-- Start --

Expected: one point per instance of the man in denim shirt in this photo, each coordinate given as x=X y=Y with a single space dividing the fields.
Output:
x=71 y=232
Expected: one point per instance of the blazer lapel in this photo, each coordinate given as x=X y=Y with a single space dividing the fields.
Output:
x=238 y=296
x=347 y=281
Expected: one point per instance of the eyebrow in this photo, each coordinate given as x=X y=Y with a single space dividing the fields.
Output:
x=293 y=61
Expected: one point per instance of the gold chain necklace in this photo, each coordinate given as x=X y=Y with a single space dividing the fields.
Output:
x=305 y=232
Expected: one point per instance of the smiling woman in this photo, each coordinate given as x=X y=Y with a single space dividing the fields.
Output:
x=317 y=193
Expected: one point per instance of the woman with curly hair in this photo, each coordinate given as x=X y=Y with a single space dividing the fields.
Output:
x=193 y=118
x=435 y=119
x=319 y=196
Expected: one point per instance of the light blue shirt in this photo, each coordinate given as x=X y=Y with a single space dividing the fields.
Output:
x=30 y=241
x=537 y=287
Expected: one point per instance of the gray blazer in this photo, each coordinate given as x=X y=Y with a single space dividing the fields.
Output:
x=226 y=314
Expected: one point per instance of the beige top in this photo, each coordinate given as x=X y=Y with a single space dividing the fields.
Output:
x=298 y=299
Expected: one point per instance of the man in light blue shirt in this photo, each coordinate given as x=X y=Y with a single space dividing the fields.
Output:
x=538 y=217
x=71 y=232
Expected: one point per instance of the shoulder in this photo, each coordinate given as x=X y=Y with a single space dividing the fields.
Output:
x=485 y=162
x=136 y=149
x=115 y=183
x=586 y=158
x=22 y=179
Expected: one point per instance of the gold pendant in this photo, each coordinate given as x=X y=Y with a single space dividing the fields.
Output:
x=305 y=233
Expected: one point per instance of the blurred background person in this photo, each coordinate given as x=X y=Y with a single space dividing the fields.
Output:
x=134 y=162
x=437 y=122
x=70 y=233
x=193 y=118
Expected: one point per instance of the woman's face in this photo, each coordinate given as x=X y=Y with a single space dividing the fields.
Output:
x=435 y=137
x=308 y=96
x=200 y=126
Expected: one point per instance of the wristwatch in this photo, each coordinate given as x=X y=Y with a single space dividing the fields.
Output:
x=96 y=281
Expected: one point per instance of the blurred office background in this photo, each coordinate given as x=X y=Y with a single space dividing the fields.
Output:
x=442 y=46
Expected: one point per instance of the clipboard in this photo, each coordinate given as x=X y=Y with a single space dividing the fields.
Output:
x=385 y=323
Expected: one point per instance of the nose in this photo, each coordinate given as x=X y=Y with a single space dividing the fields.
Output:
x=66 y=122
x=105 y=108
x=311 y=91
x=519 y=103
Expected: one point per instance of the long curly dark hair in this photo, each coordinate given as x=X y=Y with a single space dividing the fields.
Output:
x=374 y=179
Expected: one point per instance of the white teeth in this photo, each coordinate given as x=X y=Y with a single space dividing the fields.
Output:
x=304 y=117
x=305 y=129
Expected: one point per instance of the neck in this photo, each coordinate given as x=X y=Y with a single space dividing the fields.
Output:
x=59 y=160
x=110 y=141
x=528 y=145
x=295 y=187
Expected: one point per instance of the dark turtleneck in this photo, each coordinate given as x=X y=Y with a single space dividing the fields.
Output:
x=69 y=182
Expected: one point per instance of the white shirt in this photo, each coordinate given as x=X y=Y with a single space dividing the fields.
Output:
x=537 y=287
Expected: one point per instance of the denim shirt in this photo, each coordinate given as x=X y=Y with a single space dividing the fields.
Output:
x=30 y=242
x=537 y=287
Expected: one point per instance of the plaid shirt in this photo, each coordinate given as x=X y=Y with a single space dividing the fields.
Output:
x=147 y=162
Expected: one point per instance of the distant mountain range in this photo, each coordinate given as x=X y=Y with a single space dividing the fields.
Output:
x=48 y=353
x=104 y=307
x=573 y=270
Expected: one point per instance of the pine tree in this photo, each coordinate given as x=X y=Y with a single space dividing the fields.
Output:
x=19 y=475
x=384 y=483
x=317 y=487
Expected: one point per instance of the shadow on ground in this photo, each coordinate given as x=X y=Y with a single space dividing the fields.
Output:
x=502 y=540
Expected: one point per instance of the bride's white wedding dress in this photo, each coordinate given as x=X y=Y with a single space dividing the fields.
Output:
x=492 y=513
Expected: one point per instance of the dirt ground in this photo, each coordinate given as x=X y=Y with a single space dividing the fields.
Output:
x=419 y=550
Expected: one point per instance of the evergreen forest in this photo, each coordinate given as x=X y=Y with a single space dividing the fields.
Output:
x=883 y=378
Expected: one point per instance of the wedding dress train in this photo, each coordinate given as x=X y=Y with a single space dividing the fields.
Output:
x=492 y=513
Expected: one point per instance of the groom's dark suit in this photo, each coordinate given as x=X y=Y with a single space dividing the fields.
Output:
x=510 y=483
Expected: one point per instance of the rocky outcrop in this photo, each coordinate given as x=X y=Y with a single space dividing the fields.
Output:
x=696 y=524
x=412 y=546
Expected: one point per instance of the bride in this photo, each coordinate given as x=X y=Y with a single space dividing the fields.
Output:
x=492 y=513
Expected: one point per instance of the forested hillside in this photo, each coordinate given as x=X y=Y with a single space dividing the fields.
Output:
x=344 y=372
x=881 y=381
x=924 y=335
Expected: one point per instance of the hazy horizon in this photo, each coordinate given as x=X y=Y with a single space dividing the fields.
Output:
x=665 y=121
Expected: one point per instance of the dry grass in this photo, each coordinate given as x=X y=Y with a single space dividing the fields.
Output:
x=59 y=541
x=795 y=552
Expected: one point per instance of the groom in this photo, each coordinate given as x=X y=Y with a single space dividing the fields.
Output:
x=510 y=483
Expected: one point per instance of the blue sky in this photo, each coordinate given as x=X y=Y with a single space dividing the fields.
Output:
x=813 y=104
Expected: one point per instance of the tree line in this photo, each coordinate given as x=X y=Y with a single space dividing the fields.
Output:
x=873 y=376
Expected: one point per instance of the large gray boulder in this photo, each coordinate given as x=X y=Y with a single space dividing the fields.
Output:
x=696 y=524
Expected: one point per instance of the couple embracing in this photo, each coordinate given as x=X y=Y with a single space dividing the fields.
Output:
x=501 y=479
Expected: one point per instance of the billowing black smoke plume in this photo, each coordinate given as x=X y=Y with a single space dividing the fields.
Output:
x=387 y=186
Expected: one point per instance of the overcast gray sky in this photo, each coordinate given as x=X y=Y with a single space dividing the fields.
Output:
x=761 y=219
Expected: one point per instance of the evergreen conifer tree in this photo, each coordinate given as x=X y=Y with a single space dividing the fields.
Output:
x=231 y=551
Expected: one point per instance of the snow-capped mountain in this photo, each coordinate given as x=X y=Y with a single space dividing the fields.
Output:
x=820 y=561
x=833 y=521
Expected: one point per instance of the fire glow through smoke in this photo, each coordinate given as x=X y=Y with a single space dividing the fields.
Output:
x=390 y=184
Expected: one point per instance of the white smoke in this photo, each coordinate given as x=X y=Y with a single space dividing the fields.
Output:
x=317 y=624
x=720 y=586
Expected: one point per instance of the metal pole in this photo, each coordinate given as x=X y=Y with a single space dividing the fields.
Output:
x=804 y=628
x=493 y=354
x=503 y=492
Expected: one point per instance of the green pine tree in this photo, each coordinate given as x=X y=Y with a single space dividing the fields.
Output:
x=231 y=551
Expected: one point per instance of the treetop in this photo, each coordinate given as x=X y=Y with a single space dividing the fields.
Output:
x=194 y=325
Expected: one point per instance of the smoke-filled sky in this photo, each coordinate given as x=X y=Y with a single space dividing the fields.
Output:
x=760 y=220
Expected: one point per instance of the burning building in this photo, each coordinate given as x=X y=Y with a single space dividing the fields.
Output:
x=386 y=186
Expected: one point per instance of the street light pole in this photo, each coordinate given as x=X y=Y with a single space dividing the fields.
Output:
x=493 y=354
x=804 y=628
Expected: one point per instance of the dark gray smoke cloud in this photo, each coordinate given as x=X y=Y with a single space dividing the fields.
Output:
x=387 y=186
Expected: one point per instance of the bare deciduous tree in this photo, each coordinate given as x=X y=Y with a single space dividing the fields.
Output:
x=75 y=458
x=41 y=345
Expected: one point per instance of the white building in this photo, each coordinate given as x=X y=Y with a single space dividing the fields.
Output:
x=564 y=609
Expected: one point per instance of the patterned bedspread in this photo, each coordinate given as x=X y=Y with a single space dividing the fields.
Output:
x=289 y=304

-- End --

Rewrite the stretch of items above from the line containing "Expected: one point per instance of the denim" through the line containing "x=573 y=270", with every line, requests included. Shift each coordinate in the answers by adding 72 to it, and leave the requests unchanged.

Expected: one point per instance of the denim shirt in this photo, each coordinate given as x=X y=Y with a single space dividing the fields.
Output:
x=102 y=314
x=609 y=359
Expected: one point per instance of the plaid shirt in this photo, each coordinate given as x=X y=Y with a single space dividing the fields.
Output:
x=219 y=234
Expected: one point per instance of the distant mountain range in this photo, each coordinate given as x=X y=Y with a single space dividing the fields.
Output:
x=120 y=425
x=176 y=379
x=645 y=342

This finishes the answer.